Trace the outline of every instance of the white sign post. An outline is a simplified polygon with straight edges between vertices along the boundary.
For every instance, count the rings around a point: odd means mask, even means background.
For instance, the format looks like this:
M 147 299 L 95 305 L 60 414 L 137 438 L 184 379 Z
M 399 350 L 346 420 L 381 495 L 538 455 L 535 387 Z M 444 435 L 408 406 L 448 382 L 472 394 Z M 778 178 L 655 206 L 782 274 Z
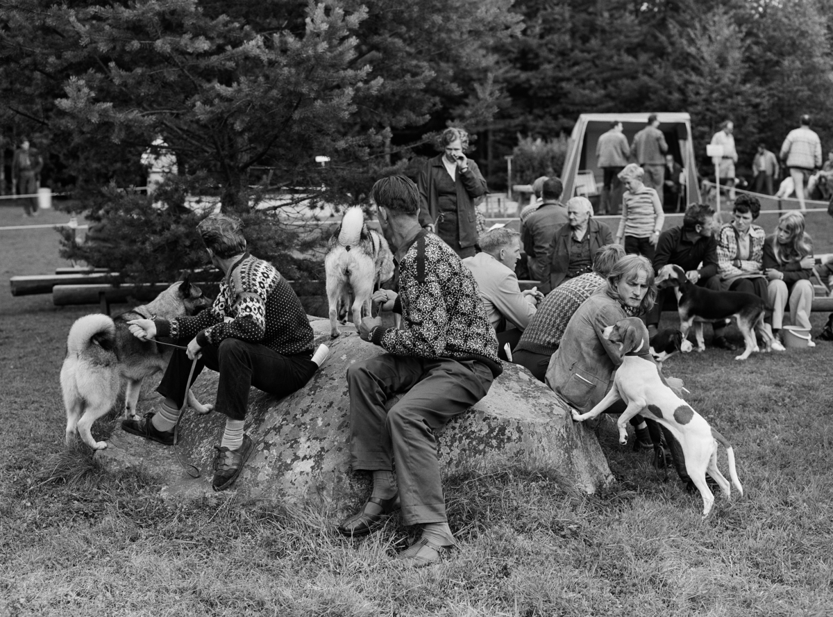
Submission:
M 715 209 L 721 211 L 721 158 L 723 158 L 723 146 L 717 143 L 710 143 L 706 147 L 706 155 L 711 157 L 715 162 L 715 183 L 717 185 L 717 204 Z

# GOAL:
Reproduce the row above word for word, leaving out the picture.

# EXPECTED OUTPUT:
Trace the outline of every instance of the white sign post. An outline is a simplified polygon with straight edges between vertices along the boundary.
For every instance, count the rings around a point: odd means mask, even means background.
For instance, the format looks like this:
M 147 299 L 95 305 L 60 414 L 137 438 L 184 379 Z
M 399 350 L 346 420 L 381 495 L 538 455 L 535 387 Z M 444 435 L 408 406 L 448 382 L 472 394 Z M 778 178 L 655 206 L 782 274 Z
Submission:
M 715 209 L 721 211 L 721 158 L 723 158 L 723 146 L 717 143 L 710 143 L 706 147 L 706 155 L 711 157 L 715 162 L 715 183 L 717 185 L 717 204 Z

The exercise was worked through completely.